**Passage provided:**
November 2023

How Can We Make Hospitals More Sustainable?

A conversation with Jonathan Slutzman

The Heart Issue

  • by Stephanie Dutchen
  • 3 minute read

Jonathan Slutzman is an HMS assistant professor of emergency medicine, director of the Center for the Environment and Health, and medical director of environmental sustainability at Massachusetts General Hospital.

You’re an emergency medicine physician. How did you get into climate change?

I started out as an environmental engineer, and then I made the slightly inexplicable choice to go to medical school.

During my residency, one of my advisors said that at Mass General they had reusable suture kits for fixing lacerations but at Brigham and Women’s Hospital they had only disposable ones. I started looking into what the environmental difference was and realized I could be an environmental engineer focused on health care. I can speak both languages.

I enjoy taking care of patients — but what gets me up in the morning is asking how we can deliver the care people need without causing so much environmental harm.

**Information shown:**
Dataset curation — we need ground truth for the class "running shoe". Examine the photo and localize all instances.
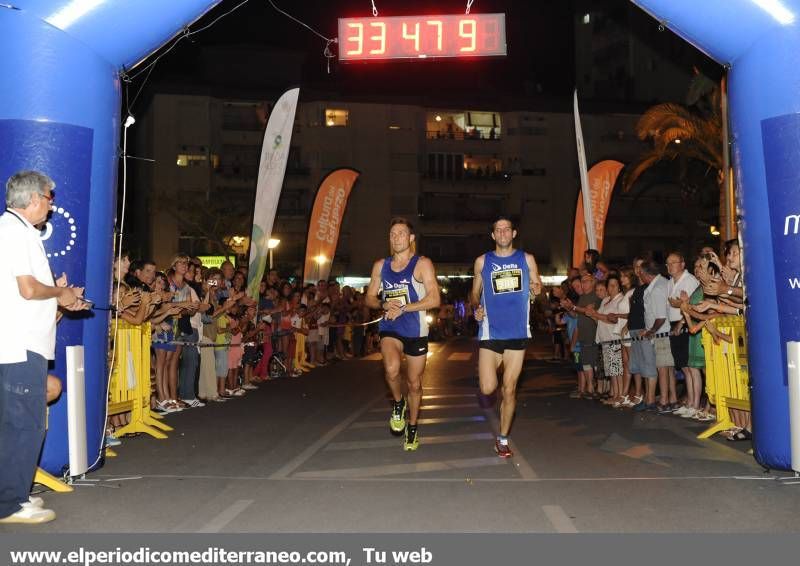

**What the task requires:** In the interview on hospital sustainability, update the part that opens with the words containing "I started out" and closes with "speak both languages.", replacing "disposable" with "single-use".

**Exercise solution:**
I started out as an environmental engineer, and then I made the slightly inexplicable choice to go to medical school.

During my residency, one of my advisors said that at Mass General they had reusable suture kits for fixing lacerations but at Brigham and Women’s Hospital they had only single-use ones. I started looking into what the environmental difference was and realized I could be an environmental engineer focused on health care. I can speak both languages.